**Document text:**
Replace word elongation

For example, we want to change words such as “betuuuuuullll” to “betul”.

mandiri_clean <- replace_word_elongation(mandiri_clean)
mandiri_clean[21:30]
#>  [1] "mantap"                                                                                                 
#>  [2] "mantap jiewaa mandiri pakai livin"                                                                      
#>  [3] "mantul mantap betul"                                                                                    
#>  [4] "mantap top top"                                                                                         
#>  [5] "transaksi lebih aman mudah praktis dgn livin by mandiri"                                                
#>  [6] "luar biasa"                                                                                             
#>  [7] "keren"                                                                                                  
#>  [8] "alhamdulillah new livin by mandiri selalu dihati"                                                       
#>  [9] "semakin lengkap aplikasinya dan semakin berinovasi sehingga memudahkan nasabah terimakasih bank mandiri"
#> [10] "bagus livin semakin canggih dan tampilannya semakin segar"

Remove duplicate reviews

# Number of data before removing duplicate reviews
length(mandiri_clean)
#> [1] 155192
# Number of data after removing duplicate reviews
mandiri_clean <- mandiri_clean %>% as.data.frame() %>% distinct() %>% rename(review = 1)
nrow(mandiri_clean)
#> [1] 100069
mandiri_clean$review[21:30]
#>  [1] "mantap top top"                                                                                                                               
#>  [2] "transaksi lebih aman mudah praktis dgn livin by mandiri"                                                                                      
#>  [3] "luar biasa"

**Record extracts:**

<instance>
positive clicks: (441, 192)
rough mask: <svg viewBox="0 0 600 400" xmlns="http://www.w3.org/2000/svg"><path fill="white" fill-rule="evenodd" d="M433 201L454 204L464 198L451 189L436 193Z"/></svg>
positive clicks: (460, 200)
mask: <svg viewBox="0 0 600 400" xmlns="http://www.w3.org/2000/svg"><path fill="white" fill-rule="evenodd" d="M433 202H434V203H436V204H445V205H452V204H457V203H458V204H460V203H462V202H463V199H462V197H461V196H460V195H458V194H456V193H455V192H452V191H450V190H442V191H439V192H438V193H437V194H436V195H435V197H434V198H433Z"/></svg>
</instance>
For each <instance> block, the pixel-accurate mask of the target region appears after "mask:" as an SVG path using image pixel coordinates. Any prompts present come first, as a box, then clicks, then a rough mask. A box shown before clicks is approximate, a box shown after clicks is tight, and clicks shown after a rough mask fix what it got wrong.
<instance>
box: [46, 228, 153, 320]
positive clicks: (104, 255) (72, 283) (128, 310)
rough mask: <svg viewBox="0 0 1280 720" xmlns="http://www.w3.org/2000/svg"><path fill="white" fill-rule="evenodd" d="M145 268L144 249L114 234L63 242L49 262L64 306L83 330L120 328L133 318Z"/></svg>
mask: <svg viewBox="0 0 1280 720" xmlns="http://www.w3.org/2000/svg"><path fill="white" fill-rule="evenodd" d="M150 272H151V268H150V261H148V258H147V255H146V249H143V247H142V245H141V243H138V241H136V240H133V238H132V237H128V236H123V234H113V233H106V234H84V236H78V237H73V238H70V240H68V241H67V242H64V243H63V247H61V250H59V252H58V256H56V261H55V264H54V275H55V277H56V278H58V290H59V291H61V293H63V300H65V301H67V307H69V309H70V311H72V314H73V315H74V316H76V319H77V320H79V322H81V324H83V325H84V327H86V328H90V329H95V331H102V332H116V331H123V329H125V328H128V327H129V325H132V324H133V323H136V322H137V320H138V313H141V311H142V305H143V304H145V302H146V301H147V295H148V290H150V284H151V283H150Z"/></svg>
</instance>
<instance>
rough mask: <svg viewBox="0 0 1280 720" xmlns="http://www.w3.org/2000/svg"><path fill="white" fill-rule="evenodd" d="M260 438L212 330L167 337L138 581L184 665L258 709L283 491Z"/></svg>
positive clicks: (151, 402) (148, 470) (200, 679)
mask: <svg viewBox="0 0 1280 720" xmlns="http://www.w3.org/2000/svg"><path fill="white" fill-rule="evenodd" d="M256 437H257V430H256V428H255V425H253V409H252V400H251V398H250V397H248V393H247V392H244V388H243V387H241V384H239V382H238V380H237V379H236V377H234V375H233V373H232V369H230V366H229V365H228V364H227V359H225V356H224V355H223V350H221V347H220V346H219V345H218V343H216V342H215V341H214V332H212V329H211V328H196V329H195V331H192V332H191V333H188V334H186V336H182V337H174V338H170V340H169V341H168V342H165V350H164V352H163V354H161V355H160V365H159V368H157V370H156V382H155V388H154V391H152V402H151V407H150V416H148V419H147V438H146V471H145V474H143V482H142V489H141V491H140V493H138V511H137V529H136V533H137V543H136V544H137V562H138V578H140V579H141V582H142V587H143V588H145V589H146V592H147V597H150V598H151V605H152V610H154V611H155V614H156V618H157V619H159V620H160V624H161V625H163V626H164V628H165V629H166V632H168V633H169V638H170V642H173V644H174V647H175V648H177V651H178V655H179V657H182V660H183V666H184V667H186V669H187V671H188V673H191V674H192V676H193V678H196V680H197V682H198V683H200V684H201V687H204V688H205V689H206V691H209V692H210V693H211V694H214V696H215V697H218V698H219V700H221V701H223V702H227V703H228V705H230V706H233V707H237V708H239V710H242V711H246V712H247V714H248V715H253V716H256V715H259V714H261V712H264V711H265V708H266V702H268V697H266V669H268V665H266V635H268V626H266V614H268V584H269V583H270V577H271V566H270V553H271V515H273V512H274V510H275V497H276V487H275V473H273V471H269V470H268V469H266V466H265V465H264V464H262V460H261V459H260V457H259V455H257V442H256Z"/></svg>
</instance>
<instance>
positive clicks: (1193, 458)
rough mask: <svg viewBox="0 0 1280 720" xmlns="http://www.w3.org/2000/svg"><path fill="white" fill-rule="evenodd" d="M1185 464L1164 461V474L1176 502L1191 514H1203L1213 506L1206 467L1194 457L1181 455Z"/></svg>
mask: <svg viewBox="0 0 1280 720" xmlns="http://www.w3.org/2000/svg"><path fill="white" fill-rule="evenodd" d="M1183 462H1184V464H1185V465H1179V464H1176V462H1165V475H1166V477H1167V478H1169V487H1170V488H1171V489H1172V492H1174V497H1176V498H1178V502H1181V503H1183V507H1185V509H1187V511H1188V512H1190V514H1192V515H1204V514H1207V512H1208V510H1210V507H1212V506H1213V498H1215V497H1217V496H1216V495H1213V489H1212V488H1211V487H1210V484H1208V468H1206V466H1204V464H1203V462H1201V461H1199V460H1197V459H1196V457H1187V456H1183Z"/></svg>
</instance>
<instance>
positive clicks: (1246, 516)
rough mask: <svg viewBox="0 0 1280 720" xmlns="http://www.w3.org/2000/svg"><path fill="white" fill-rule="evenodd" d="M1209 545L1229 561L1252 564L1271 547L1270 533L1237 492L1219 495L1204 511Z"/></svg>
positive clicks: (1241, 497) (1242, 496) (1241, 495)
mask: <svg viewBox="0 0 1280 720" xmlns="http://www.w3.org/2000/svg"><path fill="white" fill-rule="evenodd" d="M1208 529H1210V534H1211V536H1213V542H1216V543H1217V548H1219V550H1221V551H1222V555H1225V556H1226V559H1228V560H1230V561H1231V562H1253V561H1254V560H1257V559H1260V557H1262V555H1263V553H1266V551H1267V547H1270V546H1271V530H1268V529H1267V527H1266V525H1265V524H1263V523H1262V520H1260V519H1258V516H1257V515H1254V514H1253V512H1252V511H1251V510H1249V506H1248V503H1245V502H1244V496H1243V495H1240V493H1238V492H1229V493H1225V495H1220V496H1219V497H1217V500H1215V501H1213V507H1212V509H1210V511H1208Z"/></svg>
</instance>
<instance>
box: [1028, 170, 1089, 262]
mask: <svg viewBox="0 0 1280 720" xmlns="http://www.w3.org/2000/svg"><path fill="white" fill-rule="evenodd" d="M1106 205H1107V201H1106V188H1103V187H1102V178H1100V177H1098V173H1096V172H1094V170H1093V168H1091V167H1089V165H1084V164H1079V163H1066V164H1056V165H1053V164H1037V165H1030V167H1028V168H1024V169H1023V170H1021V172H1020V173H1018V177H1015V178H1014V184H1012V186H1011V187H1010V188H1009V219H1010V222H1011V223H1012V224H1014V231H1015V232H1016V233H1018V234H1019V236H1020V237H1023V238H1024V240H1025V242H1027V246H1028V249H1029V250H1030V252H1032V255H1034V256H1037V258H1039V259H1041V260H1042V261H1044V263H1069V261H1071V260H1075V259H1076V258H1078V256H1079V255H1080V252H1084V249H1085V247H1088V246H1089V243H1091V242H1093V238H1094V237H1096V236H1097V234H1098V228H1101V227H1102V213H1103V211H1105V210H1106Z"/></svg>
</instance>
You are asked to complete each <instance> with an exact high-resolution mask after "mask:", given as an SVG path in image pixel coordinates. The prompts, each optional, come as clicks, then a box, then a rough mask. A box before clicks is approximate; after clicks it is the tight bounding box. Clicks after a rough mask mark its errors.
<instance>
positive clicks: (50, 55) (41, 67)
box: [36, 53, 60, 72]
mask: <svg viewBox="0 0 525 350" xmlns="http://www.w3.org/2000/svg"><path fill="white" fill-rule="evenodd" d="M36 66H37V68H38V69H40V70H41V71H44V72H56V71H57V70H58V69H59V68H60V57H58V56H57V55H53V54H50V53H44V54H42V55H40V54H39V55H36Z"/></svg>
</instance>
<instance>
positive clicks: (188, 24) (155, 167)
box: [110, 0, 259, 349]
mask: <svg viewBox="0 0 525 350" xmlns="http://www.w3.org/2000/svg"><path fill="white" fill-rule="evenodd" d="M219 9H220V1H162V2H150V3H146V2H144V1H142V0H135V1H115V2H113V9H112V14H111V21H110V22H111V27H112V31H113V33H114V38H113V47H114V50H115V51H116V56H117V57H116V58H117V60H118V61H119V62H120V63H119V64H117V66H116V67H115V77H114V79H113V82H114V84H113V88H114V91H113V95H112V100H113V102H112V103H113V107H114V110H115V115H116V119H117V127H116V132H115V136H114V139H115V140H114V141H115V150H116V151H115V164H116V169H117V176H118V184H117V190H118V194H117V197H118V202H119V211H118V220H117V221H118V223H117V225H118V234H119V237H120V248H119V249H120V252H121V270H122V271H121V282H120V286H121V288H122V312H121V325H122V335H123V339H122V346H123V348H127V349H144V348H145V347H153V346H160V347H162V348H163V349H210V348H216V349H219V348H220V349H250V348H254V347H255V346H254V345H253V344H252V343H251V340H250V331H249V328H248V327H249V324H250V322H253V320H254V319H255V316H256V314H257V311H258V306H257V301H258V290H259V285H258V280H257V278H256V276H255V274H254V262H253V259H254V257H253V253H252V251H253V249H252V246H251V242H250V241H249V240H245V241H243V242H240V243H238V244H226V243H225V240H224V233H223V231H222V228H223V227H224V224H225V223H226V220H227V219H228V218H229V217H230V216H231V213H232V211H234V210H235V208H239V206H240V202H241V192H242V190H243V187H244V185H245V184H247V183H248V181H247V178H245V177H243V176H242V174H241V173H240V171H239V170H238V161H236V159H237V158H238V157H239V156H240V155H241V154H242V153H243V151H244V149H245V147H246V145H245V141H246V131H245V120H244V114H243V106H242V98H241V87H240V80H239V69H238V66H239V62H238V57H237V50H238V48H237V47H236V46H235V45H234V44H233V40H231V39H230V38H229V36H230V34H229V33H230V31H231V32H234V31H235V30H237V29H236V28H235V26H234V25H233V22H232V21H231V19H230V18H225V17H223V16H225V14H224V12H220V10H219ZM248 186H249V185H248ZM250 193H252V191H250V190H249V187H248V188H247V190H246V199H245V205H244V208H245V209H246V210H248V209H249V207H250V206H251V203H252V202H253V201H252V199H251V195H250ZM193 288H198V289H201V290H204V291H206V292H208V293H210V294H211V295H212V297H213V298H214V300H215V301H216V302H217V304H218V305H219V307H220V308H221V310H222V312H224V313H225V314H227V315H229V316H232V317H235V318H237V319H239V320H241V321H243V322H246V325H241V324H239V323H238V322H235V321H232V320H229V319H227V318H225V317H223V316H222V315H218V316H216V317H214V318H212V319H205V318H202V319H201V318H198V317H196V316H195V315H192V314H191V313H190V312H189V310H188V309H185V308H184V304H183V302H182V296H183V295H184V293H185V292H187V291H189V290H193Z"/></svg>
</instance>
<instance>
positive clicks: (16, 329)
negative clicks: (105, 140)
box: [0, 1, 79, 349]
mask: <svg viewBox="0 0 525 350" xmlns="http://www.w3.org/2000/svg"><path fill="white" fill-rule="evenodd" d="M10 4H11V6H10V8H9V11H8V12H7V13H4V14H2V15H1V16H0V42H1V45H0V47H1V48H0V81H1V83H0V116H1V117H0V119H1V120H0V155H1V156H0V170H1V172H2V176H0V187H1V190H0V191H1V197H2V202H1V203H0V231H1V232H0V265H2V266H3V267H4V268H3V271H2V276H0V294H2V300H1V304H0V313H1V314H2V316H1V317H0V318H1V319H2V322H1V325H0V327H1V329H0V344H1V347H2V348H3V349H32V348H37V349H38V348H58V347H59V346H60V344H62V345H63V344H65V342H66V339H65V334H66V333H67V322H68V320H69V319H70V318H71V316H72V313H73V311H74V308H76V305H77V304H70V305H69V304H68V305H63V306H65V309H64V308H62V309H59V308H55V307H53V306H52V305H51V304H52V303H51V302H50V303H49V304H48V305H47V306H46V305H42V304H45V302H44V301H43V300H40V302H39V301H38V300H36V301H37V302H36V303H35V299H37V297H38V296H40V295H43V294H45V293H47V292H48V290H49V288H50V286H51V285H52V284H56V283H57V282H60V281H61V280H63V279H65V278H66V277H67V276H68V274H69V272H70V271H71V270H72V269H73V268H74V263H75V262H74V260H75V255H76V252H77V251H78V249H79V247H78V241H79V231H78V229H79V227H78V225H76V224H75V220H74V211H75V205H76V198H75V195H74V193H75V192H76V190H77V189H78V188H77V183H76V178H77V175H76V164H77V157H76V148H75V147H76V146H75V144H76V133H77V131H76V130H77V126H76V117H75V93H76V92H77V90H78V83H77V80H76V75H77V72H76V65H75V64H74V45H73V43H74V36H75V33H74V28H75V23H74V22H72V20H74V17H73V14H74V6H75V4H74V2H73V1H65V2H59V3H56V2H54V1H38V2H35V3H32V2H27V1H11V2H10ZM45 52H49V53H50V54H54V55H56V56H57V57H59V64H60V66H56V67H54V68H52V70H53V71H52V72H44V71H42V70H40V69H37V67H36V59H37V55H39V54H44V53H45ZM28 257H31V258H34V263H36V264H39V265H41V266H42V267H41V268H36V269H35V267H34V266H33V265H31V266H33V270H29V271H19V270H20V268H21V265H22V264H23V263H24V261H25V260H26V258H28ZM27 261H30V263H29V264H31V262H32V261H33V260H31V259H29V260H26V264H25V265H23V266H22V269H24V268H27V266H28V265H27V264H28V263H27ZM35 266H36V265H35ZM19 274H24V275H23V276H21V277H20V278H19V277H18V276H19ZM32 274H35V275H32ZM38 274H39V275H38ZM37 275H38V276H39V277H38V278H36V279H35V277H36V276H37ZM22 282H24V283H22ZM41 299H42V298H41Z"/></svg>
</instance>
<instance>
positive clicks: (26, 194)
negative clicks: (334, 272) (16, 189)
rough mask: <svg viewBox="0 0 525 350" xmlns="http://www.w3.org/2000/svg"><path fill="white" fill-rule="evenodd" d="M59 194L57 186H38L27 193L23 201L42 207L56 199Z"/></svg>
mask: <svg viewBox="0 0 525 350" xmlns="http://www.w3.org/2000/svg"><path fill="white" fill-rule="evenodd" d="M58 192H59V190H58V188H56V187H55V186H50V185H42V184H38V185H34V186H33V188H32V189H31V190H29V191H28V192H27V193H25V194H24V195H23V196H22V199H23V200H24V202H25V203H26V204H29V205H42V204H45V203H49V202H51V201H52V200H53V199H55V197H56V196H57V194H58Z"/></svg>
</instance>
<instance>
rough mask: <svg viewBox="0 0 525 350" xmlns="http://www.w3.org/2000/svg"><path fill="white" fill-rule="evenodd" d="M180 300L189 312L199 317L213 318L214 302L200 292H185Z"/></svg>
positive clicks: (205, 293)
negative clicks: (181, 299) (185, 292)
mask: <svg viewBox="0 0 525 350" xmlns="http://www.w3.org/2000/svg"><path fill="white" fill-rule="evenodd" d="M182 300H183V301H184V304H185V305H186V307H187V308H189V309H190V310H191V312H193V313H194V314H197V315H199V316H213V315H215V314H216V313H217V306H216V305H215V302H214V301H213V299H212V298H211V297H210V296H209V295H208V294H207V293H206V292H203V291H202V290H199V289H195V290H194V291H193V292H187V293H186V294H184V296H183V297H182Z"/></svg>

**Work instructions:** Rewrite everything from "#> [1] 155192" down to "rename(review = 1)" in the text on cleaning app reviews, putting "dropping" wherever "removing" appears.

**Answer to this problem:**
#> [1] 155192
# Number of data after dropping duplicate reviews
mandiri_clean <- mandiri_clean %>% as.data.frame() %>% distinct() %>% rename(review = 1)